Natural-language object grounding data
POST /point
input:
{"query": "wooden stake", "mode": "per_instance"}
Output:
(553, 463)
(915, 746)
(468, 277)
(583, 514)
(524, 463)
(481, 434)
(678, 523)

### What is being asked
Write the records out precisely, omitting nothing.

### Exercise response
POST /point
input:
{"query": "wooden stake", "mode": "per_instance"}
Output:
(553, 463)
(915, 746)
(468, 277)
(583, 514)
(524, 463)
(481, 434)
(678, 523)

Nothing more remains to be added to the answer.